* [TO-DO ITEM]: Count the lines in the data below that contain the string "negative". Reply with the number alone.

* [SUPPLIED DATA]:
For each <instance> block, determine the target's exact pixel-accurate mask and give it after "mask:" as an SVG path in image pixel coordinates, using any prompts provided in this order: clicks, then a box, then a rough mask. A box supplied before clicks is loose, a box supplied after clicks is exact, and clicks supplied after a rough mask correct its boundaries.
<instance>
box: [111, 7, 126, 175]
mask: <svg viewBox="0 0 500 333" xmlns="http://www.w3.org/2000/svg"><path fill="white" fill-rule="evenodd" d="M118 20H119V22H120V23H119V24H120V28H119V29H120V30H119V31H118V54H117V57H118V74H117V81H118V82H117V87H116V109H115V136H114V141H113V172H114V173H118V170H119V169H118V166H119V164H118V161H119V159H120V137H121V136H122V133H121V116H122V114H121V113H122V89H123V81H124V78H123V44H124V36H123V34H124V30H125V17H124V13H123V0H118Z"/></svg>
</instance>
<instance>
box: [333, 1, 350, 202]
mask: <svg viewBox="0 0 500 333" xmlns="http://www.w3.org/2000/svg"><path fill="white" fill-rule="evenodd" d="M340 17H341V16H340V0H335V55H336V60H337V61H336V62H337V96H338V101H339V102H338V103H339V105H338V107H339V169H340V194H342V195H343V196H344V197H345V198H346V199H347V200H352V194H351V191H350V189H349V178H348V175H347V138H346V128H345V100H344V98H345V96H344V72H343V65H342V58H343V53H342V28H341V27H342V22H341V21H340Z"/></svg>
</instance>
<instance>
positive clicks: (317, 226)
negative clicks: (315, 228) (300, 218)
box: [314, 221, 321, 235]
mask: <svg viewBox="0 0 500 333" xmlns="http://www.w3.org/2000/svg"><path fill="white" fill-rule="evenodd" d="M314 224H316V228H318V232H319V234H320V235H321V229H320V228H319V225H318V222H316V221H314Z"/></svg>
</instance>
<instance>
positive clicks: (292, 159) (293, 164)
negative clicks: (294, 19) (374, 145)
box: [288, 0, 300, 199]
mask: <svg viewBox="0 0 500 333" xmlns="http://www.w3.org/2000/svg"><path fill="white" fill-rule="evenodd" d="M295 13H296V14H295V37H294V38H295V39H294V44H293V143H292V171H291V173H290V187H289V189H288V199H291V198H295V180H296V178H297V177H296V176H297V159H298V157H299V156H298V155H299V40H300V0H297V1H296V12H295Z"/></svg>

* [EXERCISE ANSWER]: 2